Cet album a été enregistré dans l’Auditorium Stelo Mori de Lugano en mai 2014 avec l’Orchestra della Svizzera Italiana. Cet orchestre a une histoire riche et particulière. Richard Strauss a composé pour lui et des compositeurs comme Stravinsky ou Berio l’ont dirigé dans des interprétations de leurs propres œuvres. Récemment, l‘orchestre a enregistré une série d’albums en compagnie de la pianiste Martha Argerich.
“Le chef d’orchestre Pietro Mianniti a été d’une grande aide, en demeurant tout du long très réactif et à l’écoute de nos intentions. Et, bien sûr, Manfred dans son rôle de producteur a été déterminant lorsqu’il s’est agi de prendre des décisions. Deux ou trois fois on a été amenés à effectuer des changements de dernière minute concernant le répertoire. Il nous a fallu être très réactifs dans le temps très limité de la séance d’enregistrement."
Le 10 juillet 2014, lors du concert d’ouverture du 50ème Festival International de Carthage, Anouar Brahem, François Couturier, Björn Meyer et Klaus Gesing, accompagnés par le Tallinn Chamber Orchestra (bien connu des amateurs d’ECM pour ses contributions aux albums d’Arvo Pärt, Erkki Sven Tüür et Helena Tulve), ont créé "Souvenance" devant un public de 7500 personnes.
La première européenne de "Souvenance" se tiendra le 4 décembre au Prinzregententheater de Munich. Le quartet de Brahem sera là aussi, accompagné du Tallinn Chamber Orchestra.

★ ★ ★ ★ ★ ★ ★

Objectif de la tâche:
Prolongez le passage sur l'album enregistré à Lugano en reprenant juste après sa dernière phrase.

Données fournies:
★ ★ ★ ★ ★ ★ ★

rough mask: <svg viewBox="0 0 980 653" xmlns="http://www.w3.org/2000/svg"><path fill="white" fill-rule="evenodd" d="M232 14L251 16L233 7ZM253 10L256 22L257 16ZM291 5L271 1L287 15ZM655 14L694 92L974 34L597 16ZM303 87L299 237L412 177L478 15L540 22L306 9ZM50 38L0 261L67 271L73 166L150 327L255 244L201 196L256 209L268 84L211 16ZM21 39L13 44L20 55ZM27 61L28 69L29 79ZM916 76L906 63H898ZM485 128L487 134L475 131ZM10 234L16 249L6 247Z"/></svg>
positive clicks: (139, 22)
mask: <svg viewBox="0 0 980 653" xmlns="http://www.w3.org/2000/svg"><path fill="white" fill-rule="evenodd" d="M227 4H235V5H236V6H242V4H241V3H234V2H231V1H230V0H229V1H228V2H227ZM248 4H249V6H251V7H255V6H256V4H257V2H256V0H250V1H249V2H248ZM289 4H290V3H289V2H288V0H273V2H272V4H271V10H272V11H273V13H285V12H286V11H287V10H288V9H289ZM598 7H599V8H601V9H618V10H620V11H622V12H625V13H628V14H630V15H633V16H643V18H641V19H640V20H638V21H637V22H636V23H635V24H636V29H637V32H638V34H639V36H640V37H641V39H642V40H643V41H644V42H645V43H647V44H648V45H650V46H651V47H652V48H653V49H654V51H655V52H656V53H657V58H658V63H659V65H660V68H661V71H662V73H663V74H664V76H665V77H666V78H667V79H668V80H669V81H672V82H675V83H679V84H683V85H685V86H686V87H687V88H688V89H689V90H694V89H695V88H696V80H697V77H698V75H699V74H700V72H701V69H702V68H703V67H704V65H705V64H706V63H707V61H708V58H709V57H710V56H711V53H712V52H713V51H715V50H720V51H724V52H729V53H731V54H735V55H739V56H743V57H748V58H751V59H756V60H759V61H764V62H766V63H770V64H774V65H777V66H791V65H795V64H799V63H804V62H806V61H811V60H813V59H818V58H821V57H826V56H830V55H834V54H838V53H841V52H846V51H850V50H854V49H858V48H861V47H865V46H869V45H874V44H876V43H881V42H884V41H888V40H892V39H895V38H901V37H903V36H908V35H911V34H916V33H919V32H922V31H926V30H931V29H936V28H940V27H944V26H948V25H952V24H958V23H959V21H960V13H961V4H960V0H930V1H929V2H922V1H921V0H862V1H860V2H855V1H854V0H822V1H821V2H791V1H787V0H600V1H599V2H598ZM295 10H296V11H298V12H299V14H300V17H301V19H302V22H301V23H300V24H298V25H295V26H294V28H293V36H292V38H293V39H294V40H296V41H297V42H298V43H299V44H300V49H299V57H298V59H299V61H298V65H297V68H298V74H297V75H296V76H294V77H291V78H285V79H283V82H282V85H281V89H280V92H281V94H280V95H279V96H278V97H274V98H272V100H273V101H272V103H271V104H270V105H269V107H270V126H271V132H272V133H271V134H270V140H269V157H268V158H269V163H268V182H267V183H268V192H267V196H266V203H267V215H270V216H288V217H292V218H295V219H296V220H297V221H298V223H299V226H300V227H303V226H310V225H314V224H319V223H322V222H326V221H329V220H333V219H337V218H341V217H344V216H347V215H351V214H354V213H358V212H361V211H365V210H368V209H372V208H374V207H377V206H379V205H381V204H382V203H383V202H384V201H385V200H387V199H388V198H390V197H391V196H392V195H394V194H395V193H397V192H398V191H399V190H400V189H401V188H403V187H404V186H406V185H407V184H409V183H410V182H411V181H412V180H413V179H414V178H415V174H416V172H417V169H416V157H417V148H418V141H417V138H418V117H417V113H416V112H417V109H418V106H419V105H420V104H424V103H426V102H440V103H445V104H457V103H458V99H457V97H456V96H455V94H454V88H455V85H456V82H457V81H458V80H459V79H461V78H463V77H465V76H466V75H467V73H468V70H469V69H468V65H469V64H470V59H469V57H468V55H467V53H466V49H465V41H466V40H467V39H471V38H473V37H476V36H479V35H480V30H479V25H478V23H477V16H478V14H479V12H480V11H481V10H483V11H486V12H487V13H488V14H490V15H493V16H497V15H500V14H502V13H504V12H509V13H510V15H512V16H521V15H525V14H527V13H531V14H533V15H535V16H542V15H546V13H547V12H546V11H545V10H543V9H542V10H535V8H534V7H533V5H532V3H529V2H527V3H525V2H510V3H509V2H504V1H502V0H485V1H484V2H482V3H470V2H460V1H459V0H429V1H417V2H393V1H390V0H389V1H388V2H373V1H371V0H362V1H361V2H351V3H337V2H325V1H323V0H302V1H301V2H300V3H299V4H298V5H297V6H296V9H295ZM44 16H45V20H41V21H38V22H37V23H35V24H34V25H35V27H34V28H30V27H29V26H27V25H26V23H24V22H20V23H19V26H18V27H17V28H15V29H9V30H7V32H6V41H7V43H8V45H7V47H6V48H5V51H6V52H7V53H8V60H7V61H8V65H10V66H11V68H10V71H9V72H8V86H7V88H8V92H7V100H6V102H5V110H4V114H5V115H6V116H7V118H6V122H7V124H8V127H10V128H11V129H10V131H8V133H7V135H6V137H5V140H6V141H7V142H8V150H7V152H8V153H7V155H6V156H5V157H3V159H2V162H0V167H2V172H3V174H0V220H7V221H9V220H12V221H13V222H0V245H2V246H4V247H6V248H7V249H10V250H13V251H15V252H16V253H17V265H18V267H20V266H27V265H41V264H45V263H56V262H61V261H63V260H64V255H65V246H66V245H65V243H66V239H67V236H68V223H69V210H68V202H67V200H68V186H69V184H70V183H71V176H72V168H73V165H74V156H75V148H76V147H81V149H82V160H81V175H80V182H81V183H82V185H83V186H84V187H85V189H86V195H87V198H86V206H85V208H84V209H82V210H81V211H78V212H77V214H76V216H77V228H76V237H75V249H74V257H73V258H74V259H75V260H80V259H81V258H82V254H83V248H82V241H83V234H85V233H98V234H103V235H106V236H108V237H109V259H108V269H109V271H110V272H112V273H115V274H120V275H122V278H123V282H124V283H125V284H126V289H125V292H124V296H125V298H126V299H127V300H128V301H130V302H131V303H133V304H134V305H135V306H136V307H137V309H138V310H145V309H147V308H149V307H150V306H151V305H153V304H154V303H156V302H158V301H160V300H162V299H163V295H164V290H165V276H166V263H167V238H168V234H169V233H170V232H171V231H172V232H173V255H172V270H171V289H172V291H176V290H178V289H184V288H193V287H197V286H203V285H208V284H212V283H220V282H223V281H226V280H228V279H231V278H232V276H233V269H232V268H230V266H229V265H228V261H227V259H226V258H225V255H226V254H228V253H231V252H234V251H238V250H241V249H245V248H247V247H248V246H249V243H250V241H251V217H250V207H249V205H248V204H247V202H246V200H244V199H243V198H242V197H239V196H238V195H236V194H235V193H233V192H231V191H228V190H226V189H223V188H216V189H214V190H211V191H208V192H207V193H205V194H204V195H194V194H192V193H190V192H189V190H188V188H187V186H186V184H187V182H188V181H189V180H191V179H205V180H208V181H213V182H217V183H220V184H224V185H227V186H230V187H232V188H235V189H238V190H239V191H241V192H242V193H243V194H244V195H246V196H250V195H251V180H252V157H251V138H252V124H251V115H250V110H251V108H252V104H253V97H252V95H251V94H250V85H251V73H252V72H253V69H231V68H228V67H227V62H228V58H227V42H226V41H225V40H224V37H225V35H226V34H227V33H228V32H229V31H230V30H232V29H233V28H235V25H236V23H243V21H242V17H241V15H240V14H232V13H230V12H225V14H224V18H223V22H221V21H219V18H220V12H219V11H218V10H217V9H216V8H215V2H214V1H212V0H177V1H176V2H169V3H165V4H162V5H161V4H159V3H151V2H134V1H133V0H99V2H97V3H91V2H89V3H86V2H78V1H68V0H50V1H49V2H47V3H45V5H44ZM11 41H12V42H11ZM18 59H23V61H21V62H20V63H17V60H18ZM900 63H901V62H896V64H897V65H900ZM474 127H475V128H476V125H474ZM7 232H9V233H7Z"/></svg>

★ ★ ★ ★ ★ ★ ★

Réponse ci-dessous:
Réactions de la presse
Indirectly inspired by the sociopolitical upheavals in his country over the last five years, the album assumes a muted cinematic sweep, with scant harmonic movement, but a wealth of shifting texture. […] The oud playing is infallibly strong, but some of the album’s more striking moments belong to Mr. Gesing, who knows how to suggest the strain of a human voice. Spread across two CDs, this is a work of tensile beauty, by turns hopeful and foreboding.
Meaning ‘remembrance’, ‘Souvenance’, is the Tunisian oud master’s new album after a five year gap following quartet recording ‘The Astounding Eyes of Rita’ also on ECM that also featured Gesing and Meyer. In reuniting his former colleagues, Brahem has written a commanding and all embracing set that seamlessly captures and portrays emotions ranging from despair to joy, and pessimism to optimism that shows a real depth of vision. […] This is a wonderful album and Brahem should be congratulated for bringing together such passion and emotion in a set that for all its serenity speaks volumes.
At the end of the day, that's what ‘Souvenance’ truly represents: a spiritual narrative that explores the depths of emotion and the furthest reaches of the human condition...in the most understated yet clarified way possible. Brahem may take more time between recordings these days, but when the result is as moving as ‘Souvenance’, it's clearly worth the wait as the years melt away and the music makes all other concerns irrelevant.
The marvelously empathetic strings are like active observers watching and serving the small group’s every whim and they do this expertly. ‘January’ beginning the second disc finds Couturier repeatedly marking out a small phrase, then ‘Like a Dream’ a big oud statement going deeper and more serious than before. ‘On the Road’ following is much more introspective Couturier again leading the ensemble off. ‘Kasserine’ – a city in Tunisia near Sidi Bouzid where the Tunisian revolution began – in this vein is like a lament at the beginning Brahem’s deft timbral facility a feat. Completed by ‘Nouvelle Vague,’ the strings just gorgeous in all their diffidence rising and falling tantalisingly at the beginning, a memorable album of Brahem’s music that deserves the highest praise.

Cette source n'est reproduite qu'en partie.